◆ Supplied records
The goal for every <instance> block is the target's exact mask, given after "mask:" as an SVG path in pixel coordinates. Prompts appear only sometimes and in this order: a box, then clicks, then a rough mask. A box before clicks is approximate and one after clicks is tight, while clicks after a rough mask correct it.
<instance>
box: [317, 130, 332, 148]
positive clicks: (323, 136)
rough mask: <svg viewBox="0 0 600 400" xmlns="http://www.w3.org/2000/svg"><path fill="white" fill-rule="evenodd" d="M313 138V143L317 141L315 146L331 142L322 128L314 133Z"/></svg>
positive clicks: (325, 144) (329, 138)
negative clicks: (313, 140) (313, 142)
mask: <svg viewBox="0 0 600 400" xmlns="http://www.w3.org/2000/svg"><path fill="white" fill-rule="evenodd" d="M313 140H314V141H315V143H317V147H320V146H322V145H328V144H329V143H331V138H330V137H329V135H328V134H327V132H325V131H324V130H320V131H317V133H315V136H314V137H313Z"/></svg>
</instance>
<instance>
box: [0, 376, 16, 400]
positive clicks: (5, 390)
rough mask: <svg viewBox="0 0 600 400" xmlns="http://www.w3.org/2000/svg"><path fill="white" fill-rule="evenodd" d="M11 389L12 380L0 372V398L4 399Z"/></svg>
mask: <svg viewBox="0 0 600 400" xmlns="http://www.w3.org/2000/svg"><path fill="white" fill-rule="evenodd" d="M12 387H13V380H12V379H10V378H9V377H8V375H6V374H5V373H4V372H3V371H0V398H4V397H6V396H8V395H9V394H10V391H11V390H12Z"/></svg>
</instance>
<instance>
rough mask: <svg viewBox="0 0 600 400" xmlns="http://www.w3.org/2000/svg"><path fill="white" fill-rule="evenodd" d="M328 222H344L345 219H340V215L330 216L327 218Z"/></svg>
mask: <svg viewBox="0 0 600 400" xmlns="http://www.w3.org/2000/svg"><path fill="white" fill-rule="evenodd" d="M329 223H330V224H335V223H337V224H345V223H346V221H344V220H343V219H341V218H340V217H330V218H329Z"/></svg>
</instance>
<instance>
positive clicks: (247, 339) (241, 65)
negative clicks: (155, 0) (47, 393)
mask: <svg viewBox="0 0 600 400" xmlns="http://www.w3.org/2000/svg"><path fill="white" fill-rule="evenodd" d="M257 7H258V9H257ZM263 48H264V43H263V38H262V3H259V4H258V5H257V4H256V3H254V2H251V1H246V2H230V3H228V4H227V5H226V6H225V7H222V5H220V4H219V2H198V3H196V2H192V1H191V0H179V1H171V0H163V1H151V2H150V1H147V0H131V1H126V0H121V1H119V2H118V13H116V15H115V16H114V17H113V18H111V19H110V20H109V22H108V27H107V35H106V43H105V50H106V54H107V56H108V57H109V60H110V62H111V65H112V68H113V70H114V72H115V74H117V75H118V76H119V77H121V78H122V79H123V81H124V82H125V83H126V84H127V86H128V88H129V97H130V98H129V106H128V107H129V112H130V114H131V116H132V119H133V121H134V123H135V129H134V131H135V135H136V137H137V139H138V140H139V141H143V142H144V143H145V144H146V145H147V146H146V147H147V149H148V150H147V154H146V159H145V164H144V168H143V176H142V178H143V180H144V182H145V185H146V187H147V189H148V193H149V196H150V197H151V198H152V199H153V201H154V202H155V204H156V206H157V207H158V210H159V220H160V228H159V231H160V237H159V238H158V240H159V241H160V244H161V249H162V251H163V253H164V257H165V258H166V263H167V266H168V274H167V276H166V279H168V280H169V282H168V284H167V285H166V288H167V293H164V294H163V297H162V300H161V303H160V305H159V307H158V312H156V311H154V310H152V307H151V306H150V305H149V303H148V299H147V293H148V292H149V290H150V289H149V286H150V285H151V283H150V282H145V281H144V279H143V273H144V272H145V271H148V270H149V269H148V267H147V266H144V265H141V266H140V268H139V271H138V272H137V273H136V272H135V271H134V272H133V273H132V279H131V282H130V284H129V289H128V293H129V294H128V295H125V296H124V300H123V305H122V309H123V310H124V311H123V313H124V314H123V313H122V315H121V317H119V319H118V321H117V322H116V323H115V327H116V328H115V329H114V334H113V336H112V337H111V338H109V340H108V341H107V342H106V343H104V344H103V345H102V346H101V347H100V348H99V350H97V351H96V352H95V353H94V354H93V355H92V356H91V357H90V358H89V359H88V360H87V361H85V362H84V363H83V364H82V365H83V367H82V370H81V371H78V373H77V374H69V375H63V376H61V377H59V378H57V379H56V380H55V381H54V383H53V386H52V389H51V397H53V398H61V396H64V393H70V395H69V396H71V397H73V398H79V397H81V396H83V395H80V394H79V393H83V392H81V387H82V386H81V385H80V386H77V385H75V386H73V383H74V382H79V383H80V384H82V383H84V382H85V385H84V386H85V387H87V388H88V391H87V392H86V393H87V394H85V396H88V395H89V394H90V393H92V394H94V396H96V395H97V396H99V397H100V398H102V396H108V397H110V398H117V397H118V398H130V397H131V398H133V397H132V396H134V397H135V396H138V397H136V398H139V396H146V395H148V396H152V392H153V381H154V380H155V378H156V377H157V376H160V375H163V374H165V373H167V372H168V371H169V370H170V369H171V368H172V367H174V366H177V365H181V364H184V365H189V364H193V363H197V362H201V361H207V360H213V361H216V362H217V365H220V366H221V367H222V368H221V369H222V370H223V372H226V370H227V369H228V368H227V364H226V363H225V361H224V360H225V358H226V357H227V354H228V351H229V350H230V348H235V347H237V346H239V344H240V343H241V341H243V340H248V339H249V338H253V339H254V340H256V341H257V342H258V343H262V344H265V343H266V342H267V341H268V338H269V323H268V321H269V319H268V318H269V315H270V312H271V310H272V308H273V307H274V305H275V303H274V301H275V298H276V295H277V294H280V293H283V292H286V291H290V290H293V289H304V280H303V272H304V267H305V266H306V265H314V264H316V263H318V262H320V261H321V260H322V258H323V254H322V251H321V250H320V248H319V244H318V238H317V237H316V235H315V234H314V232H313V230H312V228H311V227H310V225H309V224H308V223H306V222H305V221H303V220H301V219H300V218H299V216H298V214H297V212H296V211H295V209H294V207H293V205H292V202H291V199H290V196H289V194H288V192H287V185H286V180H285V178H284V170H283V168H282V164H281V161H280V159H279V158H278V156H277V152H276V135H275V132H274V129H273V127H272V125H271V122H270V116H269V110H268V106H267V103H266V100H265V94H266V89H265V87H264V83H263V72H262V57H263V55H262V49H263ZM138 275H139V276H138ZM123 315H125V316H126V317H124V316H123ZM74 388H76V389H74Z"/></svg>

◆ Problem to work on
The answer is the data above, retyped exactly in full.

◆ Response area
The goal for every <instance> block is the target's exact mask, given after "mask:" as an SVG path in pixel coordinates. Prompts appear only sometimes and in this order: a box, then clicks, then a rough mask. A box before clicks is approximate and one after clicks is tight, while clicks after a rough mask correct it.
<instance>
box: [317, 130, 332, 148]
positive clicks: (323, 136)
rough mask: <svg viewBox="0 0 600 400" xmlns="http://www.w3.org/2000/svg"><path fill="white" fill-rule="evenodd" d="M313 138V143L317 141L315 146L331 142L322 128L314 133Z"/></svg>
positive clicks: (325, 144) (329, 138)
negative clicks: (313, 140) (313, 142)
mask: <svg viewBox="0 0 600 400" xmlns="http://www.w3.org/2000/svg"><path fill="white" fill-rule="evenodd" d="M313 140H314V141H315V143H317V147H320V146H322V145H328V144H329V143H331V138H330V137H329V135H328V134H327V132H325V131H324V130H320V131H317V133H315V136H314V137H313Z"/></svg>
</instance>
<instance>
box: [0, 376, 16, 400]
positive clicks: (5, 390)
rough mask: <svg viewBox="0 0 600 400" xmlns="http://www.w3.org/2000/svg"><path fill="white" fill-rule="evenodd" d="M11 389L12 380L0 372V398L4 399Z"/></svg>
mask: <svg viewBox="0 0 600 400" xmlns="http://www.w3.org/2000/svg"><path fill="white" fill-rule="evenodd" d="M12 387H13V380H12V379H10V378H9V377H8V375H6V374H5V373H4V372H3V371H0V398H4V397H6V396H8V395H9V394H10V391H11V390H12Z"/></svg>
</instance>
<instance>
rough mask: <svg viewBox="0 0 600 400" xmlns="http://www.w3.org/2000/svg"><path fill="white" fill-rule="evenodd" d="M328 222H344L345 219H340V215L330 216L327 218Z"/></svg>
mask: <svg viewBox="0 0 600 400" xmlns="http://www.w3.org/2000/svg"><path fill="white" fill-rule="evenodd" d="M329 223H330V224H335V223H337V224H345V223H346V221H344V220H343V219H341V218H340V217H330V218H329Z"/></svg>
</instance>
<instance>
positive clicks: (247, 339) (241, 65)
negative clicks: (155, 0) (47, 393)
mask: <svg viewBox="0 0 600 400" xmlns="http://www.w3.org/2000/svg"><path fill="white" fill-rule="evenodd" d="M257 7H258V9H257ZM263 48H264V43H263V38H262V3H259V4H258V5H257V4H256V3H254V2H251V1H246V2H230V3H228V4H227V5H226V6H225V7H222V5H220V4H219V2H198V3H196V2H192V1H191V0H179V1H171V0H163V1H151V2H150V1H147V0H131V1H126V0H121V1H119V2H118V13H116V15H115V16H114V17H113V18H111V19H110V20H109V22H108V27H107V35H106V43H105V50H106V54H107V56H108V57H109V60H110V62H111V65H112V68H113V70H114V72H115V74H117V75H118V76H119V77H121V78H122V79H123V81H124V82H125V83H126V84H127V86H128V88H129V97H130V98H129V106H128V107H129V112H130V114H131V116H132V119H133V121H134V123H135V129H134V131H135V135H136V137H137V139H138V140H139V141H143V142H144V143H145V144H146V145H147V146H146V147H147V149H148V150H147V154H146V159H145V164H144V168H143V176H142V178H143V180H144V182H145V185H146V187H147V189H148V193H149V196H150V197H151V198H152V199H153V201H154V202H155V204H156V206H157V207H158V210H159V220H160V228H159V231H160V237H159V238H158V240H159V241H160V244H161V249H162V251H163V253H164V257H165V258H166V263H167V266H168V274H167V276H166V279H168V280H169V282H168V284H167V285H166V288H167V293H164V294H163V297H162V300H161V303H160V305H159V307H158V312H156V311H154V310H152V307H151V306H150V305H149V303H148V299H147V293H148V292H149V290H150V289H149V286H150V285H151V283H150V282H145V281H144V279H143V273H144V272H145V271H148V270H149V269H148V267H147V266H144V265H141V266H140V268H139V271H138V272H137V273H136V272H135V271H134V272H133V273H132V279H131V282H130V284H129V289H128V293H129V294H128V295H125V296H124V300H123V305H122V309H123V310H124V311H123V313H124V314H123V313H122V315H121V317H119V319H118V321H117V322H116V323H115V327H116V328H115V329H114V334H113V336H112V337H111V338H109V340H108V341H107V342H106V343H104V344H103V345H102V346H101V347H100V348H99V350H97V351H96V352H95V353H94V354H93V355H92V356H91V357H90V358H89V359H88V360H87V361H85V362H84V363H83V364H82V365H83V367H82V370H81V371H78V373H77V374H69V375H63V376H61V377H59V378H57V379H56V380H55V381H54V383H53V386H52V389H51V397H53V398H61V396H64V393H70V395H69V396H71V397H73V398H79V397H81V396H83V395H80V394H79V393H83V392H81V387H82V386H81V385H80V386H77V385H75V386H73V383H74V382H79V383H80V384H82V383H84V382H85V385H84V386H85V387H87V388H88V391H87V392H86V393H87V394H85V396H88V395H89V394H90V393H92V394H94V396H96V395H97V396H99V397H100V398H102V396H108V397H110V398H117V397H118V398H130V397H131V398H133V397H132V396H134V397H135V396H138V397H136V398H139V396H146V395H148V396H152V392H153V381H154V380H155V378H156V377H157V376H160V375H163V374H165V373H167V372H168V371H169V370H170V369H171V368H172V367H174V366H177V365H181V364H184V365H189V364H193V363H197V362H201V361H207V360H213V361H216V362H217V365H220V366H221V367H222V368H221V369H222V370H223V372H226V370H227V369H228V368H227V364H226V363H225V361H224V360H225V358H226V357H227V354H228V351H229V350H230V348H235V347H237V346H239V344H240V343H241V341H243V340H248V339H249V338H253V339H254V340H256V341H257V342H258V343H262V344H265V343H266V342H267V341H268V338H269V323H268V321H269V319H268V318H269V315H270V312H271V310H272V308H273V307H274V305H275V303H274V301H275V298H276V295H277V294H280V293H283V292H286V291H290V290H293V289H304V280H303V272H304V267H305V266H306V265H314V264H316V263H318V262H320V261H321V260H322V258H323V254H322V251H321V250H320V248H319V244H318V238H317V237H316V235H315V234H314V232H313V230H312V228H311V227H310V225H309V224H308V223H306V222H305V221H303V220H301V219H300V218H299V216H298V214H297V212H296V211H295V209H294V207H293V205H292V202H291V199H290V196H289V194H288V192H287V185H286V180H285V178H284V170H283V168H282V164H281V161H280V159H279V158H278V156H277V152H276V135H275V132H274V129H273V127H272V125H271V122H270V116H269V110H268V106H267V103H266V100H265V94H266V89H265V87H264V83H263V72H262V57H263V55H262V49H263ZM138 275H139V276H138ZM123 315H125V316H126V317H124V316H123ZM74 388H76V389H74Z"/></svg>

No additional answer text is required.